PROBLEM DESCRIPTION:
Reproduce verbatim the lines of the records below, from the line containing "Each instance of the decorative" through the line containing "[[583, 541]]", including both of those lines.
___ RECORDS TO USE
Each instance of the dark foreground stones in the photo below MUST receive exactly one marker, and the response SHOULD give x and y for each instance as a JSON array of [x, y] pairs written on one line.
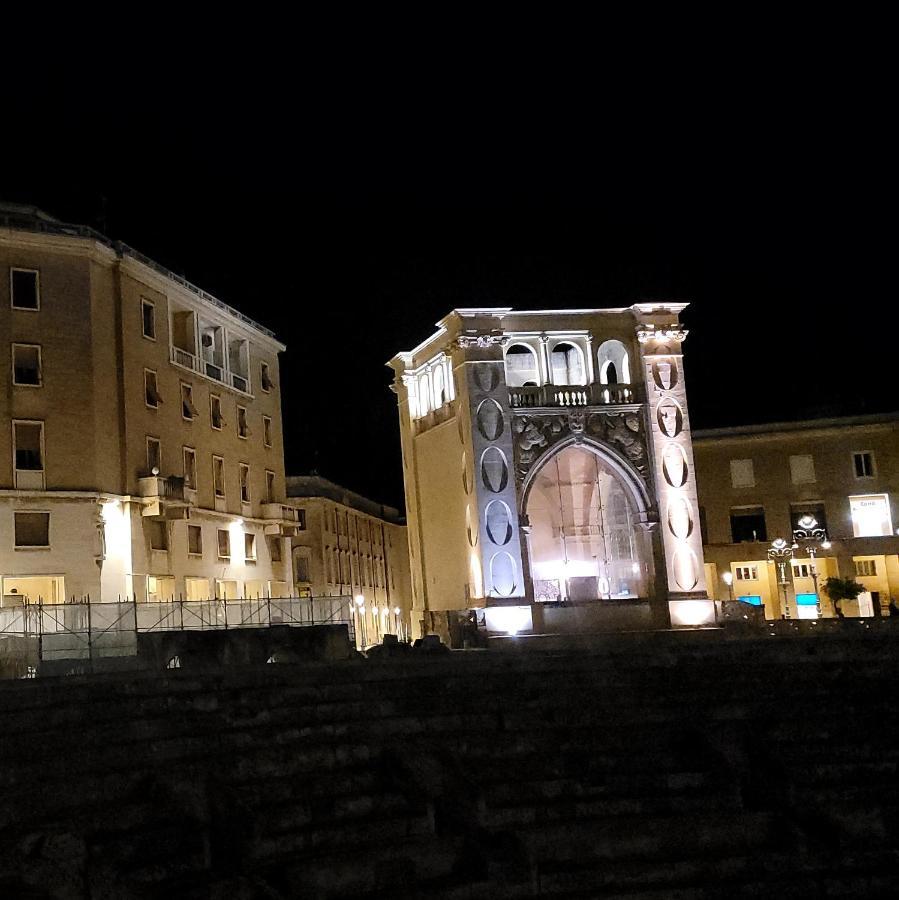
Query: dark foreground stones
[[648, 766]]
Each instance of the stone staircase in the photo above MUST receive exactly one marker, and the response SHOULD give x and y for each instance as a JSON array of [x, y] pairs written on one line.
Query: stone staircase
[[638, 766]]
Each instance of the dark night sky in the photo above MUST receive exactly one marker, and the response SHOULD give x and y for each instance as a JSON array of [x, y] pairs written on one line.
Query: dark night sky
[[351, 238]]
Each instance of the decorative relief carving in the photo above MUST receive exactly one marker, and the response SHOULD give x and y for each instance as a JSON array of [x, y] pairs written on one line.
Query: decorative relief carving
[[533, 435], [651, 333], [481, 341]]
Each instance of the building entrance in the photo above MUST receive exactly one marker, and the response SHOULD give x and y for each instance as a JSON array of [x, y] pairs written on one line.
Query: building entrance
[[583, 541]]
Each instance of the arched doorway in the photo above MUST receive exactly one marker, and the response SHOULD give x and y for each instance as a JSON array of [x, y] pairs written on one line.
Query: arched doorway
[[584, 542]]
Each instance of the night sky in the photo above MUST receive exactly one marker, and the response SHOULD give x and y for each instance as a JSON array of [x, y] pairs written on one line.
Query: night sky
[[351, 249]]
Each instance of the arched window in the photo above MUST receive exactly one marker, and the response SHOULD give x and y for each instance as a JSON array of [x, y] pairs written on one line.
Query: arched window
[[613, 363], [521, 366], [424, 395], [567, 364], [439, 388], [584, 541]]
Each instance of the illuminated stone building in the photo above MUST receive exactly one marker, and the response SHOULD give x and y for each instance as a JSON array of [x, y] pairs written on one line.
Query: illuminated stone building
[[548, 470], [350, 546], [763, 482], [140, 428]]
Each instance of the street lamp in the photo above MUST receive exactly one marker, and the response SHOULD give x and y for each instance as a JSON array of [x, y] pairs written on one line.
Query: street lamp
[[780, 551], [360, 604], [729, 581], [813, 536]]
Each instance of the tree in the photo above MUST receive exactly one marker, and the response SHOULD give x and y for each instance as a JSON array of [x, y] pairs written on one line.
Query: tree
[[839, 589]]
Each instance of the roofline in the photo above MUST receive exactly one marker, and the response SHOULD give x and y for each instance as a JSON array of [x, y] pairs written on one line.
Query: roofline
[[32, 219], [709, 434], [404, 357]]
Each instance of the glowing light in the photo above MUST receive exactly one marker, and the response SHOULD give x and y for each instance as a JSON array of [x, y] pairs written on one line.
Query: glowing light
[[692, 612], [508, 619]]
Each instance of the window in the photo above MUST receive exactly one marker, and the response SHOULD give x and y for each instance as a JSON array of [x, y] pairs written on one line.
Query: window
[[26, 365], [190, 468], [154, 456], [244, 483], [742, 473], [28, 440], [802, 469], [863, 463], [243, 430], [158, 534], [215, 412], [188, 410], [218, 476], [148, 318], [152, 397], [32, 529], [265, 379], [25, 289], [194, 540], [870, 515], [747, 523], [274, 548]]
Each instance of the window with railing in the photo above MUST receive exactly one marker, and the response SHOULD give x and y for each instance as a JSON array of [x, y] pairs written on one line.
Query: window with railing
[[244, 483], [218, 476]]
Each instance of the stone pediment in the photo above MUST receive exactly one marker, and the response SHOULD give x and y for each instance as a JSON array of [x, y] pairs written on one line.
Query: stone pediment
[[536, 433]]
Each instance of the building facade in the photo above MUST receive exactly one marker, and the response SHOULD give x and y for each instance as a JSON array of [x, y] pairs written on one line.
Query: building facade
[[548, 469], [829, 487], [347, 545], [140, 428]]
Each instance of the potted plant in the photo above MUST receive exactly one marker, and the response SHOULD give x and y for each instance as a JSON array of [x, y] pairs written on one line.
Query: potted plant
[[839, 589]]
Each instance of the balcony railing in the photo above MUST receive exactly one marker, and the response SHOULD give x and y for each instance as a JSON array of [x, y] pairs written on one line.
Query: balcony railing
[[183, 358], [566, 395], [217, 373]]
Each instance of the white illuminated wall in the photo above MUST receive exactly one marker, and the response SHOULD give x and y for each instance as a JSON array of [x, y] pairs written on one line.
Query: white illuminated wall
[[672, 454]]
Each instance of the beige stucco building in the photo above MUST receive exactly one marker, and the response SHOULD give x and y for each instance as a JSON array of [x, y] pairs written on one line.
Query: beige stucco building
[[348, 545], [763, 482], [140, 428], [549, 471]]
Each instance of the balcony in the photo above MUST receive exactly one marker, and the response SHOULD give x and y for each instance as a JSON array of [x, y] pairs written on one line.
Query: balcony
[[571, 395], [280, 519], [164, 497], [209, 370]]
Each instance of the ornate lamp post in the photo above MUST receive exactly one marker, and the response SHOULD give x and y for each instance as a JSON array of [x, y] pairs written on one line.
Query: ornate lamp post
[[813, 537], [780, 551], [729, 581]]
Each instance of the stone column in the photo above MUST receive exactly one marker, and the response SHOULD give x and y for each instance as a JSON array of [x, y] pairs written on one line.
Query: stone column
[[671, 453]]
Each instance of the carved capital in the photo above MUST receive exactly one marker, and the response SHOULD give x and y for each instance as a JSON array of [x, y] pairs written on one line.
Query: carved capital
[[661, 335], [481, 341]]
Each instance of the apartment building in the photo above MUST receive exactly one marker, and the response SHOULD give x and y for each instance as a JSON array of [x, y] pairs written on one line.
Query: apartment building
[[140, 428], [348, 545], [827, 488], [548, 470]]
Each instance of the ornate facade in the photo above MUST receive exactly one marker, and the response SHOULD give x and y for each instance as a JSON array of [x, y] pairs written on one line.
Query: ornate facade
[[548, 468]]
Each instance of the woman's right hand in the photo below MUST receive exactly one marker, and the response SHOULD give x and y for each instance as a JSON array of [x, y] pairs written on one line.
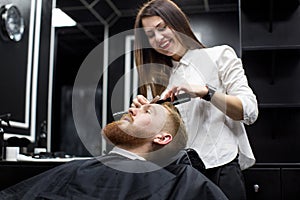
______
COMPLETED EXERCISE:
Each instance of the decorative relief carving in the photo above MUST receive exactly one marker, and the response SHOULD give x and y for each instance as a JSON array of [x, y] pairs written on one line.
Query: decorative relief carving
[[533, 435], [651, 333], [481, 341]]
Each instance of the building entrance in the photo above MUST receive exactly one marker, and the response SHOULD give x and y for each instance as a JSON array of [x, y] pairs written on one line.
Query: building entrance
[[583, 541]]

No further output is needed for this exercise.